### The data:
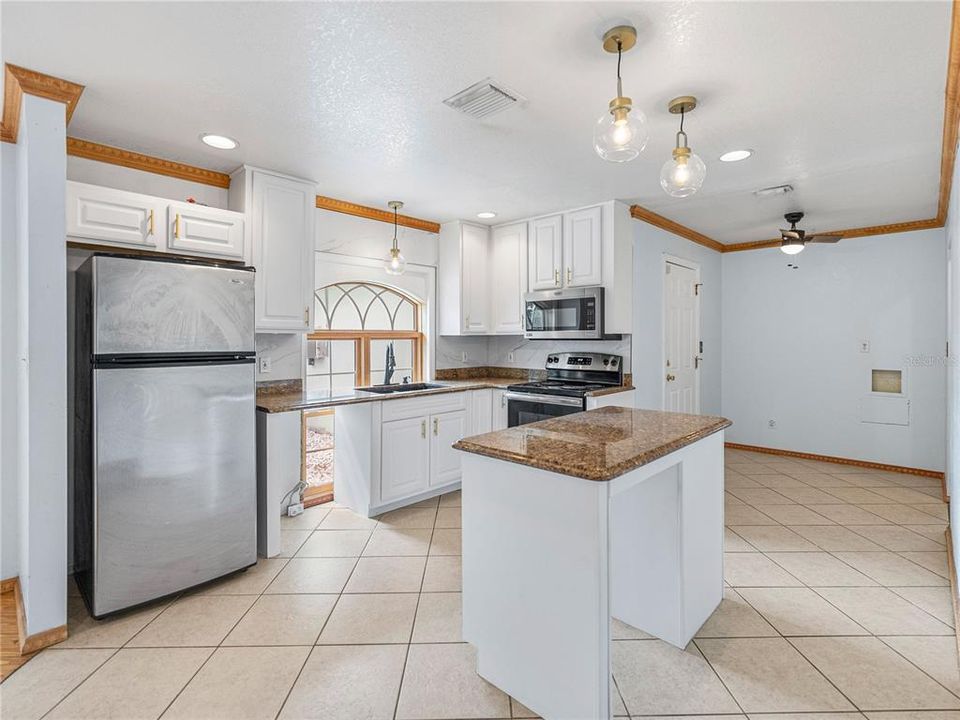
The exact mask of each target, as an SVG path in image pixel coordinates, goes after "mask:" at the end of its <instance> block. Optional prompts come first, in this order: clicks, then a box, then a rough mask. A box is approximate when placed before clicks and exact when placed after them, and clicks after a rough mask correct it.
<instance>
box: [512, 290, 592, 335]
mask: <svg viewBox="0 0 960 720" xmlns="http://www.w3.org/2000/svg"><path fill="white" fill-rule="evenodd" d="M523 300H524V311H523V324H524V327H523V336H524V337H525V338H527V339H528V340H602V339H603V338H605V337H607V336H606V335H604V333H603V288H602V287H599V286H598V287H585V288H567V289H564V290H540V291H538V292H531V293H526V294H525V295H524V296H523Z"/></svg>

...

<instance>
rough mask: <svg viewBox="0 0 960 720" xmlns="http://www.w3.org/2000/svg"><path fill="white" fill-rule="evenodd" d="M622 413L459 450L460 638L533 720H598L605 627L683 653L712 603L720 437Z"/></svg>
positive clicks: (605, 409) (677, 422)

==

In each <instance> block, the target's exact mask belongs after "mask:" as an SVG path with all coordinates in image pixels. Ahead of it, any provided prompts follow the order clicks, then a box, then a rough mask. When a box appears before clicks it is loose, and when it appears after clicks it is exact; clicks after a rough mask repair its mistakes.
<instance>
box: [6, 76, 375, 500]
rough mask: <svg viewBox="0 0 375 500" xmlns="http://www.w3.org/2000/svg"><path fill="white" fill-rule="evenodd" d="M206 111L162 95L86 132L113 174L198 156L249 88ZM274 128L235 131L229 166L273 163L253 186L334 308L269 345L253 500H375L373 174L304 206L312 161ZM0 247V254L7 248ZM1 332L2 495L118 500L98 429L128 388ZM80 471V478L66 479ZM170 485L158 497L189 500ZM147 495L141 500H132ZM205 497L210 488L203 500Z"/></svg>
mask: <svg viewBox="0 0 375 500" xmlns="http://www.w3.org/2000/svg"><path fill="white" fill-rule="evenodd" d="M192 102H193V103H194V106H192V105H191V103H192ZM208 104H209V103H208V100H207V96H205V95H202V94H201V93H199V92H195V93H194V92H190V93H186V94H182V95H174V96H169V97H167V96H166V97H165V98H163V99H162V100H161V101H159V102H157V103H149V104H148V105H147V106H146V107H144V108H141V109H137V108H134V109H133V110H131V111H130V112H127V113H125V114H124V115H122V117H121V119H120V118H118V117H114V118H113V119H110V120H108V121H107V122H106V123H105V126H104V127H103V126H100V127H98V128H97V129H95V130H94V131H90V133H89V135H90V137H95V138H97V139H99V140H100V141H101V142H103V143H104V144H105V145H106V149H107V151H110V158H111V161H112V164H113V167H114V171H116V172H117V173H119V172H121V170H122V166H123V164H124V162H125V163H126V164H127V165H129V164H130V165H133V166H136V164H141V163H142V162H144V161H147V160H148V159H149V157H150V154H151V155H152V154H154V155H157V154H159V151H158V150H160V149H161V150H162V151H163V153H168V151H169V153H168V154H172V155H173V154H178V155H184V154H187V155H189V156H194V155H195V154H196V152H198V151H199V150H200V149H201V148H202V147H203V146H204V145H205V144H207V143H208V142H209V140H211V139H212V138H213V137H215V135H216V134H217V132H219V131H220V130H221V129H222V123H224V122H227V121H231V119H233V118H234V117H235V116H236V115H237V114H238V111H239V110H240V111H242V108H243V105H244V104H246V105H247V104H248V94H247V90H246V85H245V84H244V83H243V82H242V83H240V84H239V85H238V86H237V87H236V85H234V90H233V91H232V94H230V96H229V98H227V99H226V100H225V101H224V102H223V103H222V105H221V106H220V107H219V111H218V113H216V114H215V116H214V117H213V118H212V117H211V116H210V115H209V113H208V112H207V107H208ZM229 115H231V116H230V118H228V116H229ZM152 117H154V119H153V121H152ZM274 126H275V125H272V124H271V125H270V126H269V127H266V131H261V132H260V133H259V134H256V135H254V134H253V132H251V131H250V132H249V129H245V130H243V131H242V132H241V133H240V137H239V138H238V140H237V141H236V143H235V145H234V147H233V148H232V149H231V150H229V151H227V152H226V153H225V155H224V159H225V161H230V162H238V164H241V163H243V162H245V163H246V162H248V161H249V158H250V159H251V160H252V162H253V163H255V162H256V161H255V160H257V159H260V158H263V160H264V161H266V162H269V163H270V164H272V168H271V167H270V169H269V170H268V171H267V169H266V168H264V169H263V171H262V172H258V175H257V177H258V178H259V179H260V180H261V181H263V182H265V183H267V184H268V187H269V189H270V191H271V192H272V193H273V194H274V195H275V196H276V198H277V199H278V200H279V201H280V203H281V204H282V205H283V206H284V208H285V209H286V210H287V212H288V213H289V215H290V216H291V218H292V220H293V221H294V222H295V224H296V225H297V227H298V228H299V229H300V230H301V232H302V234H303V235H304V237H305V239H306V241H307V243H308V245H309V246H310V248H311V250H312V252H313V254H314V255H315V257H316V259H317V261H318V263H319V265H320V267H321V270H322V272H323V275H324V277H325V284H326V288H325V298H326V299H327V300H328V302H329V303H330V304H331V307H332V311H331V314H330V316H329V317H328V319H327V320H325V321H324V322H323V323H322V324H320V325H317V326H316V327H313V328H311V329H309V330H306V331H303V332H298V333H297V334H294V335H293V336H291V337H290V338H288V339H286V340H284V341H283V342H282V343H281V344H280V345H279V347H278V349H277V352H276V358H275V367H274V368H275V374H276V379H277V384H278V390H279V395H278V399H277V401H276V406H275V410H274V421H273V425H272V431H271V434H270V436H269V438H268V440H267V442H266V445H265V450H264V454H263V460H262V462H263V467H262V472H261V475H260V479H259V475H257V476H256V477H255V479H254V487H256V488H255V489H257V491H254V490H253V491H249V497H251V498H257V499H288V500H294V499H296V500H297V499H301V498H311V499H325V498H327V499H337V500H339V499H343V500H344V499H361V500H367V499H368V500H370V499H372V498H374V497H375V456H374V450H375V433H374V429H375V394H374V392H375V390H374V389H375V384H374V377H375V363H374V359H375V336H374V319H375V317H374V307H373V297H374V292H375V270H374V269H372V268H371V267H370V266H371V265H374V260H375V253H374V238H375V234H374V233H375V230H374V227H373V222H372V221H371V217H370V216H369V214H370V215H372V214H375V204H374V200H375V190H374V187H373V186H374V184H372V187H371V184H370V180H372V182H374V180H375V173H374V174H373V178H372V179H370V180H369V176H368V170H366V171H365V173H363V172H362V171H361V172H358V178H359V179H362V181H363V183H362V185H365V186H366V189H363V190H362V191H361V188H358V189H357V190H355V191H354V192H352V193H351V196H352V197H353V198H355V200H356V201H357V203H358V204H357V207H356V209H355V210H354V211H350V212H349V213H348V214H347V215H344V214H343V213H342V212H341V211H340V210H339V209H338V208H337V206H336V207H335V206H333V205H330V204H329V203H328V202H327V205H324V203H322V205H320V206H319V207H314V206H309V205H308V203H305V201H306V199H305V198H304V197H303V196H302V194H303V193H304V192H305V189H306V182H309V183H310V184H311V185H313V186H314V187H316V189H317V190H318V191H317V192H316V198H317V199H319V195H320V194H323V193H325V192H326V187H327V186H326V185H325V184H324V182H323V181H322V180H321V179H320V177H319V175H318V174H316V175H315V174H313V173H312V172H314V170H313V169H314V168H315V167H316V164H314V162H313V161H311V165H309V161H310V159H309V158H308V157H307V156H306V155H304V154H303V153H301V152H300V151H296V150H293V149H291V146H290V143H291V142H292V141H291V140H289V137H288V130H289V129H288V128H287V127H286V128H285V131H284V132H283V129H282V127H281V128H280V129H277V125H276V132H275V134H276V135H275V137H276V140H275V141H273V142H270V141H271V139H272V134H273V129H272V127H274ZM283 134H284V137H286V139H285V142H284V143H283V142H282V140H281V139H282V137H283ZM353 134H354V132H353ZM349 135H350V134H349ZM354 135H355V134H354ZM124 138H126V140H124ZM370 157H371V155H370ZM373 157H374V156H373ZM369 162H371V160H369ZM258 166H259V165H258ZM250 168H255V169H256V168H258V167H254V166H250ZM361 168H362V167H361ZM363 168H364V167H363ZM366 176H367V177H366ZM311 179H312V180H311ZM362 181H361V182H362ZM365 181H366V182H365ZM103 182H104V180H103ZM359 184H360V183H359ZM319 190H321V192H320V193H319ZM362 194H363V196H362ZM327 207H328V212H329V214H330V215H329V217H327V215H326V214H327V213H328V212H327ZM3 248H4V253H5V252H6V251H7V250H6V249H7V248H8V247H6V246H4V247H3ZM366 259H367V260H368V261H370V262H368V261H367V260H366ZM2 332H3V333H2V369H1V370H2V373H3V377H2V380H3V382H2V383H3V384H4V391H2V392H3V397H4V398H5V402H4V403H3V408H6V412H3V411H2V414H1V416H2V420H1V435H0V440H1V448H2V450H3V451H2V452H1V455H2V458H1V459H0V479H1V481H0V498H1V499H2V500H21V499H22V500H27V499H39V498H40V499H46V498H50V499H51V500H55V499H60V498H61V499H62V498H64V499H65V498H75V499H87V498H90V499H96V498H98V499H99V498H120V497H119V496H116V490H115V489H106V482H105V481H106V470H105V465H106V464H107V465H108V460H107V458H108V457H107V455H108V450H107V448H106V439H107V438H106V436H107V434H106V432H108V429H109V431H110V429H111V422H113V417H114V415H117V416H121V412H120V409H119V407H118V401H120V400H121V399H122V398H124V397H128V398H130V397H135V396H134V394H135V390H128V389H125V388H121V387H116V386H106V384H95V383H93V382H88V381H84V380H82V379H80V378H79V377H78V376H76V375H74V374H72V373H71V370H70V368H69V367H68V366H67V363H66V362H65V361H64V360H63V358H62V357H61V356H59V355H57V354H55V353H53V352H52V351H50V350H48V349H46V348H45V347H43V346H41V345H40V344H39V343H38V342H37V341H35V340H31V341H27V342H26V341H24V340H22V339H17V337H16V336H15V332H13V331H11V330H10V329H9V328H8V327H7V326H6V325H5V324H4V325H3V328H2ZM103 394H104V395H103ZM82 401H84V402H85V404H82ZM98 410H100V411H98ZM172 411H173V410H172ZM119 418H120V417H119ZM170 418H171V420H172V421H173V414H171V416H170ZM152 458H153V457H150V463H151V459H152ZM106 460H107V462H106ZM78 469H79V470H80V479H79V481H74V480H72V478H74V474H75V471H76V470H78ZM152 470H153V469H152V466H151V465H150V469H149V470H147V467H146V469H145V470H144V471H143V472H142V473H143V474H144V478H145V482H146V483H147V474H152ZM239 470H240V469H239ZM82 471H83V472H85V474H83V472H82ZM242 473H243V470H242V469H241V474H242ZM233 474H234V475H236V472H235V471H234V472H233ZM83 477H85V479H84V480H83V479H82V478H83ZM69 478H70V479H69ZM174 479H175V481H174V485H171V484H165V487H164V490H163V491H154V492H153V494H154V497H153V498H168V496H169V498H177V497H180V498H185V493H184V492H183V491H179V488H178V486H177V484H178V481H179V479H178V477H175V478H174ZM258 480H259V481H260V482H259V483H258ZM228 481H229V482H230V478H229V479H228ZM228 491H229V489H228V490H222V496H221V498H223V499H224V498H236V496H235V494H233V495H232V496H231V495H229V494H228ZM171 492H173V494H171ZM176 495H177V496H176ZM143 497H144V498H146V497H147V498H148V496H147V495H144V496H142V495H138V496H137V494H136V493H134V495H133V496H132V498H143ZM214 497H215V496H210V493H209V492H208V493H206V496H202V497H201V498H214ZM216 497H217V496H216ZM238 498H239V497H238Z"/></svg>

### Exercise brief:
State the number of lines in the records that include the word "coordinates", and add nothing to it.

### Solution for this exercise:
2